_EXERCISE DETAILS_
Look through the material below and copy exactly the lines from the line with "box: [108, 175, 130, 190]" to the line with "238L184 237L179 231H176L175", those two lines included.

_TASK INPUTS_
#####

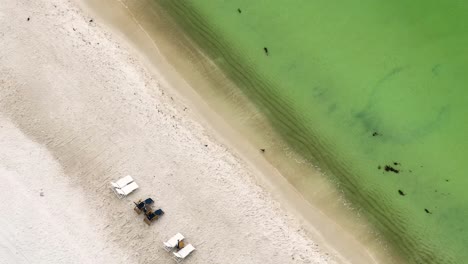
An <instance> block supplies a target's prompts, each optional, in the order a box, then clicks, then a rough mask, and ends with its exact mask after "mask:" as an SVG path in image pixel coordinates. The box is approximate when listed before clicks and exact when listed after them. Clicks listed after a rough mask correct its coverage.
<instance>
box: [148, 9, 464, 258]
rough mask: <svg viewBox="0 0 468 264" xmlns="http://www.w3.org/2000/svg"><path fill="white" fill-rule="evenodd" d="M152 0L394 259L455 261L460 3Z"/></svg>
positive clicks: (462, 92) (462, 111)
mask: <svg viewBox="0 0 468 264" xmlns="http://www.w3.org/2000/svg"><path fill="white" fill-rule="evenodd" d="M155 1H156V2H158V3H159V4H160V5H161V6H162V7H164V8H165V9H166V10H167V11H168V12H169V13H170V14H171V15H172V16H173V17H174V18H175V20H176V21H177V22H178V23H179V24H180V26H181V27H182V28H183V29H184V30H185V31H186V32H187V33H188V34H189V35H190V36H191V37H192V38H193V39H194V40H195V41H196V42H197V43H198V44H199V46H200V47H202V48H203V50H204V51H205V52H206V53H207V54H208V55H209V56H210V57H211V58H212V59H213V61H214V62H215V63H216V64H217V65H218V66H219V67H220V68H221V69H222V70H223V71H224V72H225V73H226V74H227V75H228V77H230V78H231V79H232V80H233V81H234V82H236V84H237V85H238V87H239V88H240V89H242V91H243V92H244V93H245V94H246V95H247V96H248V97H249V98H250V99H251V100H252V101H253V102H254V103H255V104H256V105H257V106H258V108H259V109H260V110H261V111H262V112H263V113H264V114H265V115H266V116H267V118H268V119H269V120H270V122H271V123H272V124H273V126H274V127H275V129H276V130H277V131H278V132H279V133H280V134H281V135H282V136H283V137H284V139H285V140H286V141H287V142H288V144H290V145H291V146H293V147H294V149H295V150H296V151H297V152H299V153H300V154H302V155H303V156H304V157H306V158H308V159H309V160H310V161H311V162H313V163H315V164H318V165H319V166H320V167H321V168H322V169H324V170H325V171H326V172H327V175H329V177H330V180H331V181H333V182H335V183H336V185H337V187H338V188H339V189H340V190H343V191H344V193H345V195H346V197H347V198H348V199H349V200H350V201H351V202H352V203H353V204H354V206H356V207H358V208H361V209H362V210H363V211H364V212H365V213H366V216H367V218H368V219H369V221H370V222H371V223H372V224H373V225H374V226H375V227H376V228H377V229H378V230H379V231H380V233H381V234H382V235H383V236H384V237H385V238H386V240H387V241H388V242H389V244H390V245H392V247H393V248H394V250H395V251H396V252H398V254H401V255H402V256H403V257H404V259H406V260H407V262H408V263H468V250H467V249H468V190H467V187H468V172H467V170H466V169H465V167H464V165H465V163H467V158H468V139H467V138H466V136H467V135H468V122H467V121H468V118H467V115H468V87H466V86H468V2H466V1H459V0H446V1H433V0H425V1H422V0H413V1H400V0H397V1H379V0H373V1H370V0H363V1H344V2H343V1H341V2H336V1H329V0H327V1H326V0H313V1H311V0H294V1H286V0H256V1H252V0H230V1H223V0H185V1H174V0H155ZM264 48H267V49H268V54H266V52H265V50H264Z"/></svg>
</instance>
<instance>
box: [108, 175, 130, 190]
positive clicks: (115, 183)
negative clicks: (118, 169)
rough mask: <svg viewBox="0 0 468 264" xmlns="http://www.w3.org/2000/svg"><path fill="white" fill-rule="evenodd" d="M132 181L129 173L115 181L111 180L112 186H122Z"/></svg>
mask: <svg viewBox="0 0 468 264" xmlns="http://www.w3.org/2000/svg"><path fill="white" fill-rule="evenodd" d="M131 182H133V178H132V176H130V175H127V176H125V177H123V178H122V179H120V180H118V181H117V182H111V185H112V187H113V188H123V187H125V186H126V185H128V184H130V183H131Z"/></svg>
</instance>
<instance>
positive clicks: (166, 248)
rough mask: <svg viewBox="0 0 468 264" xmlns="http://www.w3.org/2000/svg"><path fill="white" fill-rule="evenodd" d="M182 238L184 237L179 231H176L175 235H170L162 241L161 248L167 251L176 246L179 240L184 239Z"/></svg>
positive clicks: (176, 245)
mask: <svg viewBox="0 0 468 264" xmlns="http://www.w3.org/2000/svg"><path fill="white" fill-rule="evenodd" d="M184 238H185V237H184V236H183V235H182V234H181V233H177V234H176V235H175V236H173V237H171V238H170V239H169V240H168V241H166V242H163V243H164V246H163V248H164V249H165V250H166V251H167V252H169V251H171V250H172V249H174V248H175V247H176V246H177V243H179V241H182V240H184Z"/></svg>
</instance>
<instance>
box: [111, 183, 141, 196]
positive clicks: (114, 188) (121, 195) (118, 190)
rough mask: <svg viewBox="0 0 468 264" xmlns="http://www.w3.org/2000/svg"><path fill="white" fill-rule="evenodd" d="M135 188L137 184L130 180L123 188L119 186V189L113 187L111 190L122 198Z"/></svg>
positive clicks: (137, 185)
mask: <svg viewBox="0 0 468 264" xmlns="http://www.w3.org/2000/svg"><path fill="white" fill-rule="evenodd" d="M136 189H138V184H136V182H132V183H130V184H128V185H126V186H124V187H123V188H120V189H119V188H114V189H113V190H114V193H115V194H116V195H117V197H119V199H122V198H124V197H125V196H127V195H129V194H130V193H132V192H133V191H135V190H136Z"/></svg>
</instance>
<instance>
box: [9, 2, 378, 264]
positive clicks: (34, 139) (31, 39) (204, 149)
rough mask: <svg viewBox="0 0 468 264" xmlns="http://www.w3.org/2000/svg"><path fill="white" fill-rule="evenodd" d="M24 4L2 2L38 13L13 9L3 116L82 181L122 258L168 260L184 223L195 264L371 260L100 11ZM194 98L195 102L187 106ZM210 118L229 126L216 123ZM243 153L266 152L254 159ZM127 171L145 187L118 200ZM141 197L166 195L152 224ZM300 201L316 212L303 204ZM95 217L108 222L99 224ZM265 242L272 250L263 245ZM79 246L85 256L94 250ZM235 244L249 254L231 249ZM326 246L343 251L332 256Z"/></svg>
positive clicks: (55, 5) (101, 219)
mask: <svg viewBox="0 0 468 264" xmlns="http://www.w3.org/2000/svg"><path fill="white" fill-rule="evenodd" d="M14 2H15V1H10V2H4V3H3V4H4V5H5V6H7V7H12V8H11V11H14V12H13V13H11V14H23V12H24V11H26V12H25V13H30V14H32V15H31V17H32V19H31V23H29V24H28V23H26V20H25V19H24V18H23V17H19V16H18V17H16V18H15V17H12V18H11V21H13V22H15V23H16V24H15V23H14V24H15V25H17V28H15V29H12V28H9V27H4V28H2V29H3V30H4V31H5V32H7V33H8V34H7V35H6V36H8V38H7V41H6V44H5V46H6V48H7V49H6V50H7V51H8V50H9V49H13V48H14V49H15V50H18V52H17V53H14V54H8V53H0V56H5V57H7V58H8V60H6V61H4V62H3V63H2V64H1V65H0V67H1V68H0V69H1V70H2V72H4V73H5V75H4V76H3V77H2V80H1V81H2V82H3V83H5V87H6V88H5V90H4V92H3V93H2V94H1V95H0V110H1V111H2V112H1V113H2V114H4V115H6V116H7V118H10V119H11V120H12V121H13V122H14V123H15V125H16V126H17V127H18V128H19V129H20V130H21V132H22V133H24V134H26V135H27V136H28V137H29V139H30V140H33V141H34V142H36V143H38V144H40V145H41V146H43V147H44V148H46V149H47V150H48V153H49V154H50V155H51V157H52V158H53V159H55V160H56V161H57V162H58V163H59V166H61V171H60V174H61V175H60V177H64V178H67V179H69V180H70V181H71V184H72V185H74V186H79V187H77V188H79V189H80V191H81V193H82V194H83V195H84V199H85V202H84V204H85V206H87V207H89V208H90V209H89V210H91V211H93V215H91V217H90V218H91V219H90V220H89V223H88V224H89V225H90V226H91V227H90V228H91V230H92V232H95V233H96V234H97V235H98V236H100V239H102V240H103V241H104V242H105V244H106V245H108V246H110V247H112V248H111V249H109V250H110V252H112V251H114V252H121V253H122V254H123V253H124V252H126V253H127V254H126V255H127V256H125V257H123V258H125V259H123V260H120V261H119V260H115V261H116V262H118V263H120V262H126V261H129V259H130V261H133V262H144V263H146V262H153V261H155V260H167V261H170V259H169V256H170V255H168V254H166V253H165V252H162V250H161V249H159V246H158V245H159V244H160V243H161V242H162V241H164V240H165V239H167V238H168V237H169V236H170V235H172V234H173V233H174V232H176V231H180V230H181V229H182V232H183V233H184V234H185V235H187V236H189V237H190V240H191V241H192V242H193V243H194V245H195V247H197V252H196V253H195V254H194V255H192V256H191V259H190V262H191V263H206V261H214V259H212V258H214V257H215V258H216V260H218V261H221V263H226V262H227V261H229V262H232V263H246V261H247V262H248V261H250V263H268V260H271V257H272V256H274V257H275V259H276V260H277V261H278V262H281V263H304V262H305V263H308V262H311V261H314V262H316V263H334V258H341V259H340V261H342V262H343V263H347V262H351V263H363V262H362V261H363V259H362V258H363V257H365V256H366V254H367V253H368V252H365V250H364V249H362V248H360V247H359V246H357V244H356V242H354V243H352V241H353V238H352V237H347V239H348V240H344V239H343V238H344V235H343V234H338V235H337V237H335V239H336V242H337V243H338V242H339V243H341V244H339V245H341V247H344V249H343V250H337V248H339V247H334V245H333V243H331V244H327V243H325V242H323V239H322V238H320V233H322V232H324V230H318V232H312V231H313V230H314V228H316V227H317V226H316V225H310V223H308V222H307V221H306V220H304V219H303V218H301V214H300V213H299V211H301V209H302V208H303V207H299V208H297V206H298V204H296V202H300V201H301V199H302V197H301V195H300V194H298V193H297V192H296V191H295V190H294V188H292V187H291V186H290V185H289V184H288V183H287V182H285V179H284V178H282V176H281V175H279V173H278V172H277V171H276V170H275V169H273V168H272V167H271V166H270V165H269V164H268V162H266V161H265V160H264V159H263V157H262V156H261V155H259V154H258V152H255V151H256V149H255V148H254V147H252V146H249V145H248V144H245V145H244V144H239V142H243V140H239V141H232V142H231V141H230V140H229V139H230V137H233V138H236V137H237V138H238V139H241V137H238V135H236V134H235V133H234V132H233V135H226V134H225V133H226V132H227V131H230V129H229V126H228V125H227V124H225V123H224V122H223V121H222V118H221V117H220V116H217V115H216V113H213V112H211V113H212V115H208V113H210V111H211V110H209V109H210V108H209V107H208V106H206V105H202V104H200V102H202V101H199V102H198V101H197V102H193V101H191V100H186V99H187V95H184V96H182V95H180V94H178V91H177V90H176V89H175V88H174V87H172V86H173V85H174V82H175V83H178V84H180V85H188V84H186V83H185V81H184V80H183V79H182V78H180V79H179V81H178V82H177V81H175V80H176V79H177V78H175V79H172V77H169V78H168V76H172V75H171V74H169V73H166V72H164V71H156V72H157V73H156V74H155V75H153V74H154V72H153V74H152V73H151V72H150V73H148V72H147V70H148V67H144V66H148V64H145V63H143V66H142V63H140V59H142V58H138V56H140V57H141V54H140V55H139V54H136V53H138V52H137V51H136V49H134V48H133V46H132V45H131V43H130V42H126V41H122V40H124V39H123V38H122V37H118V34H115V32H112V31H111V33H109V29H108V27H106V26H102V24H101V21H99V19H95V18H93V19H90V18H88V19H87V17H88V16H87V14H85V12H83V13H82V12H81V11H80V10H78V9H76V7H75V4H72V2H74V1H65V0H63V1H62V0H56V1H54V2H52V3H45V4H43V3H33V4H31V6H27V7H26V5H23V6H22V5H21V3H19V4H17V5H15V4H14ZM8 4H11V6H8ZM0 6H1V5H0ZM15 12H16V13H15ZM8 14H10V13H8ZM26 15H27V14H26ZM96 20H97V21H96ZM20 21H21V22H20ZM27 21H28V22H29V17H28V20H27ZM2 33H3V32H2ZM11 36H14V37H17V38H14V37H13V38H11ZM62 37H63V38H64V39H61V38H62ZM57 39H59V40H60V42H56V40H57ZM134 51H135V52H134ZM161 67H162V66H161ZM168 69H169V70H168V72H170V71H172V70H173V69H171V67H169V68H168ZM150 70H151V69H150ZM157 70H161V69H159V68H157ZM177 75H178V74H177V73H175V74H174V76H175V77H177ZM165 91H169V95H168V94H165V93H164V92H165ZM171 95H174V97H175V98H176V101H177V102H174V99H173V98H172V97H171ZM193 95H194V96H196V94H195V93H194V94H193ZM180 98H182V101H181V102H179V100H177V99H180ZM197 103H199V104H197ZM196 104H197V105H196ZM187 105H188V106H191V107H194V109H196V110H195V111H194V112H192V111H191V109H189V111H187V112H185V110H184V109H185V108H184V107H186V106H187ZM156 109H157V110H156ZM200 109H202V110H200ZM203 109H205V111H207V112H206V113H205V112H204V111H203ZM160 111H161V112H160ZM163 112H164V113H163ZM207 115H208V117H207ZM202 117H204V118H202ZM209 120H211V121H212V120H216V122H219V123H220V124H223V125H224V126H225V128H224V129H222V128H220V127H216V126H213V124H211V123H210V122H209ZM212 122H213V121H212ZM200 124H201V125H200ZM219 126H221V125H219ZM212 127H213V129H211V128H212ZM215 128H217V129H219V130H217V129H215ZM2 131H3V130H2ZM20 140H24V139H20ZM174 142H175V143H177V144H172V143H174ZM203 143H208V144H209V148H208V147H207V146H208V144H207V145H206V146H205V147H203V145H202V144H203ZM13 147H15V146H13ZM243 148H245V150H243ZM244 151H245V152H247V153H257V154H256V155H253V154H251V155H244V154H245V153H244ZM40 158H41V157H39V158H38V159H40ZM22 162H28V160H24V161H22ZM246 163H247V164H246ZM254 163H255V164H254ZM7 165H8V164H7ZM127 173H128V174H133V175H134V177H135V178H136V179H137V182H138V183H139V185H140V189H139V190H138V191H137V192H136V193H135V194H132V195H131V196H129V197H128V198H126V199H124V200H118V199H116V198H115V196H114V195H113V193H112V192H111V191H110V190H109V188H108V182H109V181H110V180H114V179H116V178H120V176H122V174H127ZM267 174H271V175H267ZM41 175H42V174H41ZM42 176H44V177H45V175H42ZM270 176H275V177H270ZM29 177H31V176H29ZM199 178H200V179H199ZM26 180H27V177H26ZM278 182H279V184H278ZM194 187H195V188H194ZM53 188H54V189H53V190H51V191H52V192H55V193H56V194H55V195H57V199H63V200H60V201H62V202H67V201H70V200H72V199H74V197H69V196H64V197H62V196H61V195H60V194H62V192H64V190H61V189H60V188H59V187H53ZM279 189H281V191H279ZM226 193H228V194H230V195H227V196H226V195H225V194H226ZM236 194H242V195H240V196H239V197H236ZM143 196H153V197H154V196H156V199H157V202H158V203H159V204H160V205H161V206H162V207H163V208H164V209H165V211H166V212H167V215H166V216H165V217H163V218H162V219H161V220H160V221H159V222H158V223H156V224H155V226H151V227H150V229H151V230H150V229H148V227H147V226H146V225H144V224H143V223H142V221H141V218H140V217H138V216H136V215H135V214H134V213H133V211H132V210H131V208H132V206H133V203H132V202H133V201H134V200H137V199H138V198H141V197H143ZM8 198H9V197H6V198H5V199H6V201H8ZM10 199H11V198H10ZM278 201H280V203H278ZM293 204H295V205H294V206H293ZM299 204H300V205H301V206H308V207H307V208H311V209H315V208H313V207H310V205H309V204H307V203H305V201H302V203H299ZM227 206H229V208H227ZM11 209H12V208H10V207H6V209H5V210H11ZM49 210H51V209H49ZM213 211H214V212H213ZM257 214H258V215H257ZM80 217H81V216H80V215H76V214H71V215H70V216H69V218H70V219H75V218H76V219H80ZM315 217H316V218H317V220H320V221H323V220H324V219H327V220H325V221H324V223H325V224H326V225H328V224H331V225H332V227H330V226H329V227H328V228H329V229H334V228H335V227H336V228H337V230H327V232H331V233H333V232H335V233H341V232H342V229H340V228H339V227H337V226H333V225H334V222H333V221H329V219H328V217H326V216H323V215H322V214H321V213H320V212H317V214H316V215H315ZM96 219H99V221H103V222H106V223H107V225H105V224H97V225H96V223H98V222H99V221H98V220H96ZM62 221H65V220H62ZM14 224H15V225H21V224H23V223H14ZM27 224H30V223H27ZM59 224H60V223H59ZM225 225H227V226H225ZM33 226H34V224H33ZM228 227H229V228H228ZM308 231H309V232H312V235H311V234H308ZM240 233H242V234H241V235H239V234H240ZM310 237H312V238H313V240H311V239H310ZM76 239H77V240H79V241H77V242H79V243H87V242H88V241H87V240H86V238H81V237H77V238H76ZM328 239H330V237H328ZM325 241H328V240H326V239H325ZM35 242H37V241H35ZM265 242H267V243H268V245H269V247H267V248H265V247H264V246H263V245H264V244H265ZM317 243H318V244H319V245H317ZM114 244H118V245H114ZM35 245H36V244H34V243H33V244H32V245H30V246H31V248H30V249H31V251H32V252H31V255H33V256H34V254H37V252H35V250H37V248H35V247H34V246H35ZM226 245H228V247H226ZM337 245H338V244H337ZM350 245H352V246H350ZM64 246H68V244H67V243H65V244H64ZM335 246H336V245H335ZM20 249H21V247H20ZM76 250H81V251H79V253H82V254H86V253H88V252H87V251H92V249H76ZM345 250H346V254H345V255H341V254H340V253H343V252H345ZM361 250H362V251H361ZM233 251H234V252H235V253H239V252H240V253H241V254H239V255H238V256H234V257H233V256H232V252H233ZM328 251H329V252H330V253H332V254H333V255H335V254H336V256H333V257H330V256H329V255H328ZM336 251H338V252H336ZM355 251H357V252H355ZM363 252H364V253H363ZM43 253H44V254H46V255H47V254H49V256H50V257H51V258H52V259H51V260H50V261H54V260H56V259H54V253H53V248H45V249H43ZM109 255H112V254H110V253H109ZM124 255H125V254H124ZM130 255H131V256H130ZM340 255H341V257H340ZM343 256H344V257H345V258H346V259H347V260H348V261H347V260H345V259H343ZM219 257H220V258H219ZM371 259H372V258H371ZM40 261H43V262H46V261H48V260H46V259H40ZM72 261H73V260H72ZM75 261H76V260H75ZM106 261H107V260H103V262H106ZM356 261H359V262H356ZM369 263H371V262H369Z"/></svg>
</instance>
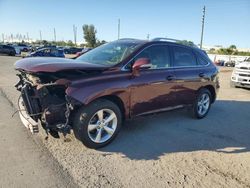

#####

_ANSWER FOR THE TASK_
box: [108, 175, 130, 190]
positive clicks: (115, 183)
negative clicks: (118, 169)
rough mask: <svg viewBox="0 0 468 264" xmlns="http://www.w3.org/2000/svg"><path fill="white" fill-rule="evenodd" d="M132 181L129 173L115 181L111 180L112 186H122Z"/></svg>
mask: <svg viewBox="0 0 468 264" xmlns="http://www.w3.org/2000/svg"><path fill="white" fill-rule="evenodd" d="M131 182H133V178H132V176H130V175H127V176H125V177H123V178H122V179H120V180H118V181H117V182H111V185H112V187H113V188H123V187H125V186H126V185H128V184H130V183H131Z"/></svg>
</instance>
<instance>
positive clicks: (166, 248)
rough mask: <svg viewBox="0 0 468 264" xmlns="http://www.w3.org/2000/svg"><path fill="white" fill-rule="evenodd" d="M182 238L184 237L179 231H176L175 235H170L162 241L161 248L167 251L176 246L179 240L184 239Z"/></svg>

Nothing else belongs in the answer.